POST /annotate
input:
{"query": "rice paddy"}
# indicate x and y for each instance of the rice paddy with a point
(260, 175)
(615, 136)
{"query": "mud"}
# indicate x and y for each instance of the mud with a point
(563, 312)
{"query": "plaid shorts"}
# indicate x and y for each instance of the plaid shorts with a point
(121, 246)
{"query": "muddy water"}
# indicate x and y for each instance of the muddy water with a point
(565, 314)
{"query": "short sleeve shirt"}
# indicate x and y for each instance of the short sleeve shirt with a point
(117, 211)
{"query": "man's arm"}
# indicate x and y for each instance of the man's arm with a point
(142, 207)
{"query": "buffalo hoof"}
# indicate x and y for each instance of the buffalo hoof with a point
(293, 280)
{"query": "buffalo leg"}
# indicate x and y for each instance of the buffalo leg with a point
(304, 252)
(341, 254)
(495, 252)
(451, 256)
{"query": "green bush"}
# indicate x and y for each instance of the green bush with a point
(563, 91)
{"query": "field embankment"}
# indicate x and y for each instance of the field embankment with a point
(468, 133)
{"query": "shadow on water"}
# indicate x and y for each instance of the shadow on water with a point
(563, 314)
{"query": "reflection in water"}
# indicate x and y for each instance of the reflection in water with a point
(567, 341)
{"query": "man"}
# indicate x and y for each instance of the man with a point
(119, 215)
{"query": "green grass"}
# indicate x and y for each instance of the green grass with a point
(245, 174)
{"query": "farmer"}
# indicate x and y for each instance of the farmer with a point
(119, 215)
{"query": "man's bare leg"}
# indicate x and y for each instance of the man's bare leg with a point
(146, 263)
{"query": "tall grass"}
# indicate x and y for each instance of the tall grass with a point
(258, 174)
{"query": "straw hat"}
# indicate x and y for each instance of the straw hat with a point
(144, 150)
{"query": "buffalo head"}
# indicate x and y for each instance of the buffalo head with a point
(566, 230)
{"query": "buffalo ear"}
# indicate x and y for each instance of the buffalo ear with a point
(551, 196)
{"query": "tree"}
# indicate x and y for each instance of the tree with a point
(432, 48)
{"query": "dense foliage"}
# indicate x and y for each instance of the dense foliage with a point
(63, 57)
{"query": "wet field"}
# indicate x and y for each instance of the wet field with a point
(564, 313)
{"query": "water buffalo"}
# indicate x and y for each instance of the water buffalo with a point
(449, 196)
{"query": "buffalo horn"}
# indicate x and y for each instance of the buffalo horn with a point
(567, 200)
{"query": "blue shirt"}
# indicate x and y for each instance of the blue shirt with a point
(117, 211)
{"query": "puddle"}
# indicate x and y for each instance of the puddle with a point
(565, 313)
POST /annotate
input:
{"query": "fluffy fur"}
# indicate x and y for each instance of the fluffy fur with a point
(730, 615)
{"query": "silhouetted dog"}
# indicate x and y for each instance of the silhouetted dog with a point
======
Show the data once more, exactly as it was written.

● OUTPUT OF THE TASK:
POST /annotate
input:
{"query": "rice paddy"}
# indicate x and y for each instance of the rice paddy with a point
(260, 175)
(615, 136)
{"query": "mud"}
# indicate x and y for each instance of the mud with a point
(563, 312)
{"query": "plaid shorts"}
# indicate x and y for each instance of the plaid shorts with a point
(121, 246)
{"query": "muddy water"}
# indicate x and y for each instance of the muddy water with a point
(565, 314)
{"query": "short sleeve shirt"}
# indicate x and y for each instance of the short sleeve shirt with a point
(117, 211)
{"query": "man's arm"}
# indicate x and y for each instance of the man's arm with a point
(142, 207)
{"query": "buffalo hoof"}
# indicate x and y for each instance of the buffalo hoof with a point
(293, 280)
{"query": "buffalo leg"}
# indicate x and y for each instance of the buffalo leg with a point
(304, 252)
(341, 254)
(495, 252)
(451, 256)
{"query": "green bush"}
# indicate x and y for each instance of the green bush with a point
(563, 91)
{"query": "field embankment"}
# indicate x and y for each instance of the field embankment with a point
(468, 133)
{"query": "shadow on water"}
# indicate x and y for each instance of the shadow on water with a point
(563, 314)
{"query": "reflection in water"}
# indicate x and y for each instance of the reflection in water with a point
(567, 341)
{"query": "man"}
# indicate x and y for each instance of the man with a point
(119, 215)
{"query": "green grass"}
# indicate x and y for each instance of the green grass with a point
(245, 174)
{"query": "farmer"}
# indicate x and y for each instance of the farmer with a point
(119, 215)
{"query": "man's bare leg"}
# indicate x and y for each instance of the man's bare leg with a point
(146, 263)
{"query": "tall grass"}
# indicate x and y for each instance of the tall grass with a point
(258, 174)
{"query": "straw hat"}
# indicate x and y for each instance of the straw hat with a point
(144, 150)
{"query": "buffalo head"}
# indicate x and y for each instance of the buffalo head with a point
(566, 230)
{"query": "buffalo ear"}
# indicate x and y for each instance of the buffalo ear with a point
(551, 196)
{"query": "tree"}
# indicate x and y for each instance of the tree with a point
(432, 48)
{"query": "dense foliage"}
# indicate x and y for each instance of the dense foliage with a point
(63, 57)
{"query": "wet field"}
# indicate x and y for each instance of the wet field with a point
(564, 313)
{"query": "water buffalo"}
# indicate x and y for each instance of the water buffalo with a point
(449, 196)
{"query": "buffalo horn"}
# indicate x and y for each instance of the buffalo horn with a point
(567, 200)
{"query": "blue shirt"}
# indicate x and y for each instance of the blue shirt with a point
(117, 211)
{"query": "puddle"}
# indicate x and y for each instance of the puddle with a point
(565, 313)
POST /annotate
input:
{"query": "fluffy fur"}
# indicate x and y for each instance of the fluffy fur with a point
(730, 615)
{"query": "silhouetted dog"}
# indicate x and y for each instance of the silhouetted dog with a point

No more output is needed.